"""

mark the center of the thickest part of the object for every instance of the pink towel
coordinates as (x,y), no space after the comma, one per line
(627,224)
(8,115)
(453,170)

"""

WORK INSTRUCTIONS: Convert the lines above into a Markdown table with the columns Row and Line, numbering each line in Row, and omit any blank lines.

SOLUTION TO THIS TASK:
| Row | Line |
|---|---|
| 1 | mark the center of the thickest part of the object for every instance of the pink towel |
| 2 | coordinates as (x,y), no space after the comma, one per line |
| 3 | (627,224) |
| 4 | (8,115) |
| 5 | (453,170) |